Tekstfragment:
Hof Den Haag oordeelt dat Rijnvarende X geen recht heeft op voorkoming van dubbele belasting. X maakt niet aannemelijk dat hij in 2013 onderworpen is aan een IB-(voor)heffing op Cyprus. De Hoge Raad oordeelt dat de middelen of klachten niet tot cassatie kunnen leiden (art. 81 Wet RO).
Belanghebbende woont in 2013 in Nederland en werkt op een tot de Rijnvaart behorend binnenvaartschip. Van 1 januari tot 31 juli is X in loondienst bij een op Cyprus gevestigde vennootschap en van 1 augustus tot 31 december bij een in Liechtenstein gevestigde vennootschap. Door de SVB is na bezwaar aan X een A1-verklaring afgegeven waarin is opgenomen dat van 1 januari 2013 tot 31 juli 2013 het Nederlandse sociale zekerheidsrecht op X van toepassing is. Door Liechtenstein is een A1-verklaring afgegeven voor de periode 1 augustus - 31 december. In zijn IB-aangifte 2013 verzoekt X voor het gehele jaar om vrijstelling van premie volksverzekeringen. Naar aanleiding van het bezwaar van X verleent de inspecteur de vrijstelling alleen voor de periode dat X in loondienst was bij de Liechtensteinse vennootschap. X is van mening dat hij recht heeft op voorkoming van dubbele belasting en verrekening van voorheffingen (ingehouden LB en/of premies sociale verzekeringen).

Opdracht: Waar was de vennootschap gevestigd waarbij X volgens het tekstfragment van 1 augustus tot 31 december 2013 in loondienst was? De records spelen hierbij geen rol.

Overzicht records:
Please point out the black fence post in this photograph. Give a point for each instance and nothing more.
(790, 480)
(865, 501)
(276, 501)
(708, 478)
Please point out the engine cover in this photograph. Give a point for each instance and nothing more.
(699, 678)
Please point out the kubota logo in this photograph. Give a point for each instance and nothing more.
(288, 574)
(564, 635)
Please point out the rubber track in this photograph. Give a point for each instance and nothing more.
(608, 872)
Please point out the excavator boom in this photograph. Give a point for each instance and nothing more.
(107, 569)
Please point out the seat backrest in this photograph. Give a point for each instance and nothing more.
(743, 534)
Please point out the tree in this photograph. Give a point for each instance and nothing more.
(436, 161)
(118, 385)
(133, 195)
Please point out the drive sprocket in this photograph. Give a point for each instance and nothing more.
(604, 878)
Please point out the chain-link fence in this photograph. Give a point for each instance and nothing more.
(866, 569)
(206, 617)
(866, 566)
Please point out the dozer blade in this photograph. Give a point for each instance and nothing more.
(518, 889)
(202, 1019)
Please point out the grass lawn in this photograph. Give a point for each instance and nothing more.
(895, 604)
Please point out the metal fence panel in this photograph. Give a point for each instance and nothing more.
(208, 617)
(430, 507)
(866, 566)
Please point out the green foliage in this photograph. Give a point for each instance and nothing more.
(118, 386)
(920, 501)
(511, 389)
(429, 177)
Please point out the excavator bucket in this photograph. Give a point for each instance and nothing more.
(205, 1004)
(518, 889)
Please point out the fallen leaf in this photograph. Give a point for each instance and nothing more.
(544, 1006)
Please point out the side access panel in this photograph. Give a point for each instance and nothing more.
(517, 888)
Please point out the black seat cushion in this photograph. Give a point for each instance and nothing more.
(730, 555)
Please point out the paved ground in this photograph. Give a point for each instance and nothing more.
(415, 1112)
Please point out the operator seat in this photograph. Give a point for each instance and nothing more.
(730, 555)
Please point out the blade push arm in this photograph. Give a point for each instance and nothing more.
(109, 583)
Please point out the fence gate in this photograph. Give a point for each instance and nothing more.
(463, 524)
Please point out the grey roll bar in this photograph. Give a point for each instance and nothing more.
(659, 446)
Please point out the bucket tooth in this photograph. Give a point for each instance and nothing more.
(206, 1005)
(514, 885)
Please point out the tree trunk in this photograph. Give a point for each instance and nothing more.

Antwoord: In Liechtenstein.